┌─ Study text
The title of Young People's Poet Laureate (formerly the Children's Poet Laureate) consists of a two-year appointment to an author of children's poetry, along with a $25,000 annual stipend and additional programmatic funding in support of a project that promotes poetry to young people and their families, teachers, and librarians.

The Pegasus Award for Poetry Criticism is an annual award of $10,000 that seeks to honor an outstanding book-length work of criticism published in the U.S. in the prior calendar year.

The Pegasus Award for Service in Poetry, established in 2023 and including a cash prize of $25,000, is bestowed in recognition of commitment and extraordinary work in poetry and the literary arts through administration, advocacy, education, publishing, or service.

====Ruth Lilly Poetry Prize====

The Ruth Lilly Poetry Prize is an annual award of $100,000 given for lifetime achievement in poetry to a living U.S. poet.
└─
┌─ Available data
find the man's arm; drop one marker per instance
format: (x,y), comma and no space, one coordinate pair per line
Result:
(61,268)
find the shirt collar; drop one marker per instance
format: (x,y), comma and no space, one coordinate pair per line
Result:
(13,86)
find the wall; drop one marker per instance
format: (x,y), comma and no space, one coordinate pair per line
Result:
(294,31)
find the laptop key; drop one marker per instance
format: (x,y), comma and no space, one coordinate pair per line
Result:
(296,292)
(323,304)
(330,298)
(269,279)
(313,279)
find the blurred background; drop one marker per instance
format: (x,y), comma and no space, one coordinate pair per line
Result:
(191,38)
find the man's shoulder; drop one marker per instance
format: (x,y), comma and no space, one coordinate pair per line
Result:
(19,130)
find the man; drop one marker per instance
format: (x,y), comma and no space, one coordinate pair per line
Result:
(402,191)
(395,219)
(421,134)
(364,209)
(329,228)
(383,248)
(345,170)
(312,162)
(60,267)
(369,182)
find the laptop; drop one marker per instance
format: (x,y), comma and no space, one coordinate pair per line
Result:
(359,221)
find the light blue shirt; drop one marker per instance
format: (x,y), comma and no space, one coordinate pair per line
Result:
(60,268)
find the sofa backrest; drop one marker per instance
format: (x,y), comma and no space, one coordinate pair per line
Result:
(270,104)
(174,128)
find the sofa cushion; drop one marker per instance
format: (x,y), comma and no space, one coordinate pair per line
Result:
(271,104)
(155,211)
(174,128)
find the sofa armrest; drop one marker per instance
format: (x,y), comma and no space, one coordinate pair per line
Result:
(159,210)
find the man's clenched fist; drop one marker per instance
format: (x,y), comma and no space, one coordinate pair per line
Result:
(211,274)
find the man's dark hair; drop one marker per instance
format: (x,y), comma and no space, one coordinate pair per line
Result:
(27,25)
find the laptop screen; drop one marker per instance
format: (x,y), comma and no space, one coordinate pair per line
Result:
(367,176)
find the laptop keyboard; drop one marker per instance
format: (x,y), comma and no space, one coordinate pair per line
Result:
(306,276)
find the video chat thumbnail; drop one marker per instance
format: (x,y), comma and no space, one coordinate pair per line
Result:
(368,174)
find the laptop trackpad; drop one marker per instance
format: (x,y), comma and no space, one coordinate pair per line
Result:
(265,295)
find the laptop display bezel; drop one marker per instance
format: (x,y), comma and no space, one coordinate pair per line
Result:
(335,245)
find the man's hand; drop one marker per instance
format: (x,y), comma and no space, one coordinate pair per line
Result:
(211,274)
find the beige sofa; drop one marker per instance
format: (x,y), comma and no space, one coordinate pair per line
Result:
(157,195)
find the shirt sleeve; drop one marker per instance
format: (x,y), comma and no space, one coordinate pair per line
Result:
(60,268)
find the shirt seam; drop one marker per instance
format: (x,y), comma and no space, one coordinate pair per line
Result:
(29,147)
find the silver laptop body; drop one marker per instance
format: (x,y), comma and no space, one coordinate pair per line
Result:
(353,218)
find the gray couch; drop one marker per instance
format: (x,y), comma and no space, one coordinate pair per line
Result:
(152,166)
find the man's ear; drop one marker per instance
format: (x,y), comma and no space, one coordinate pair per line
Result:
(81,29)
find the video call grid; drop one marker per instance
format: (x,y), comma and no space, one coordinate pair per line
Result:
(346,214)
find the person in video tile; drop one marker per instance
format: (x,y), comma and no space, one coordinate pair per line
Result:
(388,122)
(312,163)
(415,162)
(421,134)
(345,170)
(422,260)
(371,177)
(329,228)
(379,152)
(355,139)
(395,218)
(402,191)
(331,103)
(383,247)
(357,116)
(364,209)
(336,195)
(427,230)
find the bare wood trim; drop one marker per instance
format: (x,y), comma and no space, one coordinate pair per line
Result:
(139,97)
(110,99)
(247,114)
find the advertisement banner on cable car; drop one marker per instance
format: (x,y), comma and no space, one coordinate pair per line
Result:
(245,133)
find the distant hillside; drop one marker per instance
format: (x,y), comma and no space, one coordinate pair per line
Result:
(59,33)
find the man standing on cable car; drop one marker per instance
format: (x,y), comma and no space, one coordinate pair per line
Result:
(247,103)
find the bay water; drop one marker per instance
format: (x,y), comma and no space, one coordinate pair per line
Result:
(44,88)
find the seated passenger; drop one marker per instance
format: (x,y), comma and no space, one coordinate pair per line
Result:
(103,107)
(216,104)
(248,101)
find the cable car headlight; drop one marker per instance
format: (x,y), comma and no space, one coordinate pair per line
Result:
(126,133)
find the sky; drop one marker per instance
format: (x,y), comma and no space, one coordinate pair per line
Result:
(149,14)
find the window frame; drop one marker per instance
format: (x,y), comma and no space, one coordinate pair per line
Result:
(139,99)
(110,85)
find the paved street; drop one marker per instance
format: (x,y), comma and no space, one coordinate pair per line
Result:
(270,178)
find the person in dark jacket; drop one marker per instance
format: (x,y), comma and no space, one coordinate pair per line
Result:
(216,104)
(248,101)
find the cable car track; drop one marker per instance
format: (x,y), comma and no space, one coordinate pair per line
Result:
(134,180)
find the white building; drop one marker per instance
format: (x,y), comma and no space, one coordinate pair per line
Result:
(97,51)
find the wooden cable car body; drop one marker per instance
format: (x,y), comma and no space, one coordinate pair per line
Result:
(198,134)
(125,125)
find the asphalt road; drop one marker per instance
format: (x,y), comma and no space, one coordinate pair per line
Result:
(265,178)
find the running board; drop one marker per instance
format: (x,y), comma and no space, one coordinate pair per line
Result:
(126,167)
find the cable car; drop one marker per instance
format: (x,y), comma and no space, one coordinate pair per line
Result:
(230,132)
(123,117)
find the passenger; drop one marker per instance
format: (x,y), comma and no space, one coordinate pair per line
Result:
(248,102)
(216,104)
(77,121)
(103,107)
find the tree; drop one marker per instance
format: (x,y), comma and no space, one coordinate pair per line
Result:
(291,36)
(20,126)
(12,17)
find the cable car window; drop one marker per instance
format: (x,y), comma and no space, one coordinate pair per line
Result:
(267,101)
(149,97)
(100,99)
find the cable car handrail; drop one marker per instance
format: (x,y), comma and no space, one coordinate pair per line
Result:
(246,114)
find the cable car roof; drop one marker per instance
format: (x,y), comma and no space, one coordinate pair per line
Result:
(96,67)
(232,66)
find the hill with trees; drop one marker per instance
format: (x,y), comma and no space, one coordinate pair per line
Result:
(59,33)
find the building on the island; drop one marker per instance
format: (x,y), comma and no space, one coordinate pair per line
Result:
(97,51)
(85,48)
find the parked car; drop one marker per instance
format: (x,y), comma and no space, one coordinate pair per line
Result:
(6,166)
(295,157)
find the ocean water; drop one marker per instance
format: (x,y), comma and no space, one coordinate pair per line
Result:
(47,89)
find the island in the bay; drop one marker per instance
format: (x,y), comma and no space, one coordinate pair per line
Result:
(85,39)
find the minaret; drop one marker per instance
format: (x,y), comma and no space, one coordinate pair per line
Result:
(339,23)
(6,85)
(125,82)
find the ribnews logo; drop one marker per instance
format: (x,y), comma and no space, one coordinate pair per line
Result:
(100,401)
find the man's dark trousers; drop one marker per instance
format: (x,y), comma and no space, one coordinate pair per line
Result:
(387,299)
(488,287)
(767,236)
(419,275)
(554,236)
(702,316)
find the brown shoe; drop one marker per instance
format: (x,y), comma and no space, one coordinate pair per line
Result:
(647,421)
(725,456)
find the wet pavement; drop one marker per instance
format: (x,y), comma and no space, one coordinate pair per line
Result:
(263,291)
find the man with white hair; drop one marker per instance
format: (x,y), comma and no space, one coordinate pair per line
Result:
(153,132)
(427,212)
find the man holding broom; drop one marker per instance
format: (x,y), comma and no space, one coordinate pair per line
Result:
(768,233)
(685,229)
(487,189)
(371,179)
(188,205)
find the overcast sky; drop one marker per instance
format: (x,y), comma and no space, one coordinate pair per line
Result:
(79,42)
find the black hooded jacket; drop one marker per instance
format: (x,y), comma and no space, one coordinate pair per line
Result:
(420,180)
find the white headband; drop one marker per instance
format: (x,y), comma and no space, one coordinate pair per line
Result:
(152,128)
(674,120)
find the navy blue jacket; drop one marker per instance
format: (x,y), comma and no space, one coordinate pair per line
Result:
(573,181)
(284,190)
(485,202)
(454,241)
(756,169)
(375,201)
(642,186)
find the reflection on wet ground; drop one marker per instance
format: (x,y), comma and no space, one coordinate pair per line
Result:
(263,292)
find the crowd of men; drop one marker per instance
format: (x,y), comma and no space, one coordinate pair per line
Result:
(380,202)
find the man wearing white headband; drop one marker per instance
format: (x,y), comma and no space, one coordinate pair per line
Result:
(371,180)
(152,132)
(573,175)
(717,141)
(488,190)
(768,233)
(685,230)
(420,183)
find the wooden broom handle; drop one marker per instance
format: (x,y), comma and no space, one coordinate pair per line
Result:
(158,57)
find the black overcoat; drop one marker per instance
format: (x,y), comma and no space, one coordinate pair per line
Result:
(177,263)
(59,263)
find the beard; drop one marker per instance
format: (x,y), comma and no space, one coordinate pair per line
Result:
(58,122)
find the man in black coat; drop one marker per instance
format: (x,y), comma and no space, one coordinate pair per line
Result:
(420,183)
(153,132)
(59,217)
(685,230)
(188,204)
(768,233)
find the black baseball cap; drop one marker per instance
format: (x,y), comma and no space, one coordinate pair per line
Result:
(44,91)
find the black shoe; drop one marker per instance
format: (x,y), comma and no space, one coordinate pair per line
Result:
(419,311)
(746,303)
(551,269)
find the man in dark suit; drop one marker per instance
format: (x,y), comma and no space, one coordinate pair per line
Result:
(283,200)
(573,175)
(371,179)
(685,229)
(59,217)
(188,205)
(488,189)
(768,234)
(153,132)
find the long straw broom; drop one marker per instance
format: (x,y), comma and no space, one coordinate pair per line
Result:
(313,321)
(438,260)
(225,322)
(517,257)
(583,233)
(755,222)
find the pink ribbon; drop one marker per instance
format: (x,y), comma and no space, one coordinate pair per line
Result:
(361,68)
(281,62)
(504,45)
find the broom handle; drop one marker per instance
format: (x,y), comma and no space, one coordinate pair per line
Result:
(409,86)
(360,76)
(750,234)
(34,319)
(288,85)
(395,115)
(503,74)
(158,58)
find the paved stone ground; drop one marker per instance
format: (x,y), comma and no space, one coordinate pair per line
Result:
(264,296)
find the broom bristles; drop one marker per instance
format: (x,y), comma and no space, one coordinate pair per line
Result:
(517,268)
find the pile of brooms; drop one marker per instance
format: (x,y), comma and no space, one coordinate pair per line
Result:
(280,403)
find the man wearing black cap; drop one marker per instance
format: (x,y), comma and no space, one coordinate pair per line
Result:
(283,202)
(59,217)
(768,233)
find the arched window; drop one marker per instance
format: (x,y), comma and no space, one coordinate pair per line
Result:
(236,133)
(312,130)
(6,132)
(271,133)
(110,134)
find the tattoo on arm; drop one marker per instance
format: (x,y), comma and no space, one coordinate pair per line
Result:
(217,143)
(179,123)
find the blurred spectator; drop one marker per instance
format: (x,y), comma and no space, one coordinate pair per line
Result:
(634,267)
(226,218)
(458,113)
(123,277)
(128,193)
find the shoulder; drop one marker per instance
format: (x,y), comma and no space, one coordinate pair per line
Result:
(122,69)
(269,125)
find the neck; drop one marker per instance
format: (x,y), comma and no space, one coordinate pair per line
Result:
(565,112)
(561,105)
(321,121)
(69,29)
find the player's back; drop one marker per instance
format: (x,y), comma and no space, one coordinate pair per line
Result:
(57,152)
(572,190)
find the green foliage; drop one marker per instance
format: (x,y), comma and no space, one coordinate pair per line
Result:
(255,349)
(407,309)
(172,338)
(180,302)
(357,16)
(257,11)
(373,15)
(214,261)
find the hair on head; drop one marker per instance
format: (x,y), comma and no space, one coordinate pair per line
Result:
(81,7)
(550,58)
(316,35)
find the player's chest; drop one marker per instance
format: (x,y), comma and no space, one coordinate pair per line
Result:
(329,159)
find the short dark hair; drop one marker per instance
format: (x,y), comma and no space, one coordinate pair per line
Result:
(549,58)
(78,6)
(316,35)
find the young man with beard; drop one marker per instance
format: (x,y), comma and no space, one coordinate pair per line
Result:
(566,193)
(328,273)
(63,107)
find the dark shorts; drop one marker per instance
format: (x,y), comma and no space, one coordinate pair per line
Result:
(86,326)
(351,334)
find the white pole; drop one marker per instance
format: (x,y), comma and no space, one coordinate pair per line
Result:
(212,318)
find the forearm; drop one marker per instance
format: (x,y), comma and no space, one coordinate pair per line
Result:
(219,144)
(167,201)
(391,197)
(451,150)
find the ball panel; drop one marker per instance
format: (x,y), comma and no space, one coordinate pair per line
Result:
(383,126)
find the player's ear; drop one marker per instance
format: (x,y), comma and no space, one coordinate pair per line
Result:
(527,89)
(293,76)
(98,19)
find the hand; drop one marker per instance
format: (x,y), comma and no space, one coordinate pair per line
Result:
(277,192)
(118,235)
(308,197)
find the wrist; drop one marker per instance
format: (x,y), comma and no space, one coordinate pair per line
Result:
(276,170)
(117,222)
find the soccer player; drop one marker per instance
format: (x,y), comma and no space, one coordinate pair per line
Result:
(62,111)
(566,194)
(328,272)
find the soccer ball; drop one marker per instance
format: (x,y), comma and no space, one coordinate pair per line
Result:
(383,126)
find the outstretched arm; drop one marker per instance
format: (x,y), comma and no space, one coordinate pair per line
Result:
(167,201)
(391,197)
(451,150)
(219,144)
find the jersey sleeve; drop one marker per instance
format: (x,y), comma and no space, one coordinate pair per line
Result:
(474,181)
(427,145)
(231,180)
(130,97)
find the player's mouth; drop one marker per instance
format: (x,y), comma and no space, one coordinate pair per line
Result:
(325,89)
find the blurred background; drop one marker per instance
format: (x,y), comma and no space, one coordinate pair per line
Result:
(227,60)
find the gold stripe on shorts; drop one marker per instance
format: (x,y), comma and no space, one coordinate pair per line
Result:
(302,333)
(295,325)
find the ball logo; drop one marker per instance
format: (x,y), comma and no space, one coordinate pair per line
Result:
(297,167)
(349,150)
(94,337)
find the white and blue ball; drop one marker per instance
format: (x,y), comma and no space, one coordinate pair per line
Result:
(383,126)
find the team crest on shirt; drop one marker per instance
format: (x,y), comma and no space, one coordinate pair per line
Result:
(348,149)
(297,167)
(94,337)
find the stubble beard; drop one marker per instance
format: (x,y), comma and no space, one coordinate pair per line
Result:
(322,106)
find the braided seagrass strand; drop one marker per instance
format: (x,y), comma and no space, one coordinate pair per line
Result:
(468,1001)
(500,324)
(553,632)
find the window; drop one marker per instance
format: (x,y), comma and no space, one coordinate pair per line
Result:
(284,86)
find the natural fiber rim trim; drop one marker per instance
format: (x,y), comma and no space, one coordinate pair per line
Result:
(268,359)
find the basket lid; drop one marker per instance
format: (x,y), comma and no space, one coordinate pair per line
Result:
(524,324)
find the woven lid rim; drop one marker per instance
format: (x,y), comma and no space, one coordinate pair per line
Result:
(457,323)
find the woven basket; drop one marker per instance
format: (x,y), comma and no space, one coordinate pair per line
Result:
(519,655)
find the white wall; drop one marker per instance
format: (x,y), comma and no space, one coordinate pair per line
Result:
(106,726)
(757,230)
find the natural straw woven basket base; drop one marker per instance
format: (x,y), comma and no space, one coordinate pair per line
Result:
└─
Assignment>
Answer these questions using the text on poetry awards:
1. How long is the appointment for Young People's Poet Laureate?
2. In what year was the Pegasus Award for Service in Poetry established?
3. What is the amount of the Ruth Lilly Poetry Prize?
The listing is not needed for this task.

Completed exercise>
1. Two years.
2. 2023.
3. $100,000.